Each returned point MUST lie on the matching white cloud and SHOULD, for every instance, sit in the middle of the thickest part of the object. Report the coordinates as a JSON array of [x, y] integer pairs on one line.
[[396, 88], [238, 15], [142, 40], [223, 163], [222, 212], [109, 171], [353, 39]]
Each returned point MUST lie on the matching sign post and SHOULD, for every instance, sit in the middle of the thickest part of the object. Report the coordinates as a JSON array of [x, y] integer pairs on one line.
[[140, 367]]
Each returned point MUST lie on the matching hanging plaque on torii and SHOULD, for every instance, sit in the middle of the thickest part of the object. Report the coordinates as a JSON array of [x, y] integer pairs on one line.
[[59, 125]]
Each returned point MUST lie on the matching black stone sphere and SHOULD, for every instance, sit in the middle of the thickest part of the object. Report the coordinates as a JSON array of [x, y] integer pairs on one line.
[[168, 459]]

--------------------

Retype exactly, please, each line from the line that contains "Each returned point MUST lie on the matching hanging" through the last line of the entries above, with nothing added.

Each returned point MUST lie on the matching hanging plaque on torii and SHOULD, for every instance, sit in the middle of the thickest part of the object. Report the coordinates as a JSON array of [x, y] integer pairs on one line.
[[59, 125]]
Each returned point MUST lie on the matching black stone sphere and SHOULD, for every instance, sit in the middle of the thickest part of the object. Report the coordinates as a JSON array of [x, y] integer pairs on one line.
[[168, 459]]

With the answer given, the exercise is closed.